### Task to complete:
Without the pictures, copy all the entries below exactly.

Stored items from a collection:
....
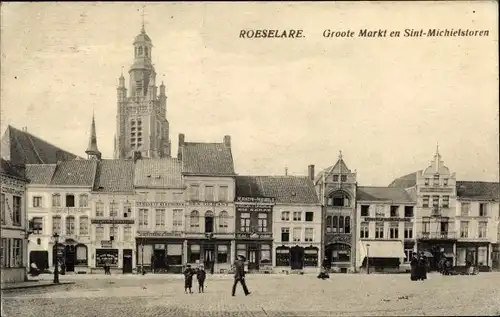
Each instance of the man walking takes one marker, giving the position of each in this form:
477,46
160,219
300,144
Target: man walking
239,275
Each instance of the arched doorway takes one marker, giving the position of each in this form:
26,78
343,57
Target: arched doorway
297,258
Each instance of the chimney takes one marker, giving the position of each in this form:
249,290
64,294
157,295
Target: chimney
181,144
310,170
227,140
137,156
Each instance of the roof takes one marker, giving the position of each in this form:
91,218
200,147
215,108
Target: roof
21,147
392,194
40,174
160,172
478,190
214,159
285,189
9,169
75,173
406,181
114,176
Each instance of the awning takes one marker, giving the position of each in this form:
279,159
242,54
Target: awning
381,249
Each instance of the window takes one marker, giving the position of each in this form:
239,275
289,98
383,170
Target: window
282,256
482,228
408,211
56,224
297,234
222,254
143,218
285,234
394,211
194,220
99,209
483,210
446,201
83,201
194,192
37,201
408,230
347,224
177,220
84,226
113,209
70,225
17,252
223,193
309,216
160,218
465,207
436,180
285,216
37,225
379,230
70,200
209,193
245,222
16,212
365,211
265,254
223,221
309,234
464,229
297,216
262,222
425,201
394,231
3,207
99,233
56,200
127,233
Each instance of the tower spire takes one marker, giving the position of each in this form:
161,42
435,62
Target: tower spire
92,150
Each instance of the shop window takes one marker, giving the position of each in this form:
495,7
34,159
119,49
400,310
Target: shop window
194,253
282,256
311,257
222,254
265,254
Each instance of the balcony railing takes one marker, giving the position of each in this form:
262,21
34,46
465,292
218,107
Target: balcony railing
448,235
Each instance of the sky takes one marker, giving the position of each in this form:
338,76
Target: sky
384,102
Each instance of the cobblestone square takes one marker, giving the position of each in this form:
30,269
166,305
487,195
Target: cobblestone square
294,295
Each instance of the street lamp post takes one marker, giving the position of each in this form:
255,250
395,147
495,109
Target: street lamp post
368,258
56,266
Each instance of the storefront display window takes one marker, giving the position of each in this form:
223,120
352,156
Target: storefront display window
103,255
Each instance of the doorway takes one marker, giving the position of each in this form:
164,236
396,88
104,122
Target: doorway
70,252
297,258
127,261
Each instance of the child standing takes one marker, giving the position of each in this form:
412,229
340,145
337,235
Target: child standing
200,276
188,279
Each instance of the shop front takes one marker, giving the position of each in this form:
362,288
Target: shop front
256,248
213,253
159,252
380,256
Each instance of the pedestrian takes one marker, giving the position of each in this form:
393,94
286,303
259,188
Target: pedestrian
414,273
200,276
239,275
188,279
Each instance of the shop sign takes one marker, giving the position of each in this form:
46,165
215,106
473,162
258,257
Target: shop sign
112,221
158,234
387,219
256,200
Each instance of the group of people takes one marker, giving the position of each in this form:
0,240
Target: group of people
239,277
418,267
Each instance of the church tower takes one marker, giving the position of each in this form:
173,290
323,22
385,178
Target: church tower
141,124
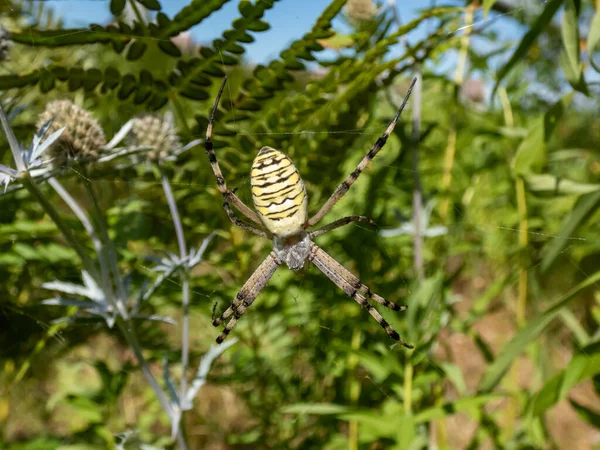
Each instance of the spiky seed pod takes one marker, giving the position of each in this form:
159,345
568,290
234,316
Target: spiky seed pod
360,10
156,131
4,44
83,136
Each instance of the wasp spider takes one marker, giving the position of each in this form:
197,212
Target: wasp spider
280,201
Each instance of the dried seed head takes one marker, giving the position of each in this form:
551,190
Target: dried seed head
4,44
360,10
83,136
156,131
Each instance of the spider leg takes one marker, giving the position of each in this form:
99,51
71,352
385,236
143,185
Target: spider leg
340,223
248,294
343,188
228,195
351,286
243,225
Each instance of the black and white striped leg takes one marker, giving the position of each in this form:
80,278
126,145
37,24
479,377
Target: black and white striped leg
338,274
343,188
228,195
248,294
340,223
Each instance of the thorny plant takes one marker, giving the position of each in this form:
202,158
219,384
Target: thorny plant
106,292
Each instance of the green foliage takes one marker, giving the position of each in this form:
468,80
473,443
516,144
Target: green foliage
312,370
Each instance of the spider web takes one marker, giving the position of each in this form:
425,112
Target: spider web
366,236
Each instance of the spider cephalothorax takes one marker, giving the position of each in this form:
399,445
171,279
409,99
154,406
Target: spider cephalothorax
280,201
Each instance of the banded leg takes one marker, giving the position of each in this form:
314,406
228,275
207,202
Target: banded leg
....
### Full output:
Each instance of the man walking takes one marker, giving the position of each in this form:
477,46
160,219
300,144
Target: man walking
239,275
Each instance of the arched doorway takes one marker, giving the position of each in this form:
26,78
343,57
Target: arched doorway
297,258
Each instance of the chimney takes one marker, giving the position of each in this form:
249,290
64,294
157,295
Target: chimney
181,144
310,170
227,140
137,156
Each instance of the roof takes one marker, giving the position of each in this form:
91,218
200,147
215,108
Target: roof
21,147
392,194
40,174
160,172
478,190
214,159
285,189
9,169
75,173
406,181
114,176
Each instance of the awning takes one marker, giving the position of each in this form:
279,159
242,54
Target: awning
381,249
Each instance of the window takes one marker, giving the position of each in this form:
239,275
289,98
383,170
Target: window
282,256
482,228
408,211
56,224
297,234
222,254
143,218
285,234
394,211
194,220
99,209
483,210
446,201
83,201
194,192
37,201
408,230
347,224
177,220
84,226
113,209
70,225
17,252
223,193
309,216
160,218
465,207
436,180
285,216
37,225
379,230
70,200
209,193
245,222
16,212
365,211
265,254
223,221
309,234
464,229
297,216
262,222
425,201
394,231
3,207
99,233
56,200
127,233
Each instance of the tower spire takes one marker, giving the position of each in this form:
161,42
435,62
Target: tower spire
92,150
Each instance of the shop window takes one marker, giving the position of each in this form:
495,7
34,159
119,49
400,310
Target: shop window
194,253
282,256
311,257
222,254
265,254
Each instance of the balcony railing takes one marker, giving the position of each in this form:
262,21
34,46
465,292
218,107
Target: balcony railing
448,235
Each instance of the sky takes one marker, giving the position of each in this form:
338,76
Target: sky
384,102
Each instance of the cobblestone square takes one marker, giving the position of each in this form:
30,269
166,305
487,195
Target: cobblestone square
294,295
Each instance of the street lamp post takes one marker, giving the position of each in this form:
255,250
395,147
495,109
Target: street lamp post
368,258
56,266
Each instance of the storefront display window takes one marker, giving the position of each in this form:
223,120
352,156
Target: storefront display window
103,255
Each instance of the doorway takes one marker, giving the position of each in this form:
164,236
396,88
104,122
Target: doorway
70,252
297,258
127,261
Each instance of the child standing takes one marker, giving the position of each in this form:
412,229
340,145
337,235
Target: child standing
200,276
188,279
Each instance of the shop front takes one marker, giving the position of each in this form:
362,288
Target: shop front
256,248
213,253
159,252
380,256
Each instance of the pedestrian takes one marker, giving the position of each in this form:
393,94
286,303
259,188
Target: pedestrian
414,273
200,276
239,275
188,279
Each instance of the shop sign takes one marker, giving the position of each in this form:
46,165
215,106
473,162
258,257
Target: shop sign
112,221
158,234
387,219
256,200
Each instance of the group of people takes one marker, giving the position of each in this form:
0,240
Target: group of people
239,277
418,267
Each instance of the church tower takes one marker, giving the position of each in this form:
173,290
323,22
385,178
Target: church tower
141,124
Each instance of the spiky seed pod takes one marker, giving the position of each in this form:
159,345
568,290
234,316
Target: spiky seed pod
360,10
156,131
4,44
83,136
Each instance of the wasp spider takes one marker, giving the position of each in this form:
197,212
Target: wasp spider
280,201
Each instance of the dried seed head takes one marker, giving the position of each in this form:
551,190
Target: dried seed head
4,44
360,10
83,136
156,131
Each instance of the spider leg takes one marker, giving the position of each in this form:
99,51
71,352
385,236
143,185
Target: spider leg
340,223
248,294
343,188
228,195
351,286
243,225
Each instance of the black and white striped leg takes one marker, giving the position of each in this form:
80,278
126,145
37,24
479,377
Target: black and white striped leg
338,274
343,188
228,195
248,294
340,223
Each instance of the thorny plant takes one marker, giving the position of each in this form:
202,158
219,384
Target: thorny plant
106,292
Each instance of the green foliage takes one marker, giving the position of each in this form:
468,80
473,443
516,144
Target: green foliage
312,370
Each instance of the spider web takes one marker, giving the position of each in this form:
425,112
Target: spider web
366,236
Each instance of the spider cephalothorax takes one marker, giving the position of each in this form:
399,445
171,279
409,99
154,406
Target: spider cephalothorax
280,201
Each instance of the banded leg takes one marker, giving the position of each in this form:
314,406
228,275
207,202
Target: banded leg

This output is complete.